* [Exercise]
Exact reproduction of all the data is required, with pictures excluded.

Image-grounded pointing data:
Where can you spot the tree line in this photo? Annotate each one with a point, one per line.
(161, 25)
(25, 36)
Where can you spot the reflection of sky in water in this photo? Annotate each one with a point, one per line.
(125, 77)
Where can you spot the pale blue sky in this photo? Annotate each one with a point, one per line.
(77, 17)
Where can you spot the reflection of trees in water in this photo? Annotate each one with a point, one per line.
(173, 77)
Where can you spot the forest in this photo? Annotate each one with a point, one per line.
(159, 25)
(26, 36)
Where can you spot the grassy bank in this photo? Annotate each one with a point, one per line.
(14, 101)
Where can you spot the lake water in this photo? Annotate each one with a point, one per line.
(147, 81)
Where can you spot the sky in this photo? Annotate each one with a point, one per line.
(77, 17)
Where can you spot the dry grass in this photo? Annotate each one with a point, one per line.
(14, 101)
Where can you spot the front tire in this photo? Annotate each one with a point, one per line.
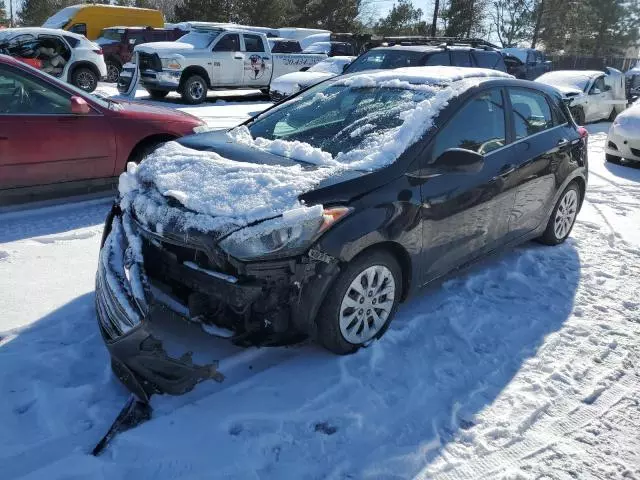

* [Answer section]
Where can you spot the tree line in this photo? Annotate each one with a point, one per line.
(161, 25)
(25, 36)
Where can you spot the reflection of sky in water in this photo? Annotate each one with a point, one per line.
(125, 77)
Where can you spot the pale blue sky in this photo? Annotate each one with a point, one per line.
(77, 17)
Where can you spot the reflection of trees in water in this photo? Annotate each one with a point, one per line.
(173, 77)
Where can you spot the forest in this photo? Annotate each one with a point, one per line.
(159, 25)
(26, 36)
Where can you spot the grassy bank in this photo? Annotate each one with a point, one per line.
(14, 101)
Where can you spot the lake water in this photo? Annotate each one with a point, one per line.
(147, 81)
Where can you spot the sky in this photo? Annotate each one with a point, one per line.
(77, 17)
Where can you spot the dry grass in this photo? Annotate each one with a point, one per line.
(14, 101)
Where can you spot the front tire in this photo? Annotate each one with a point, one per line.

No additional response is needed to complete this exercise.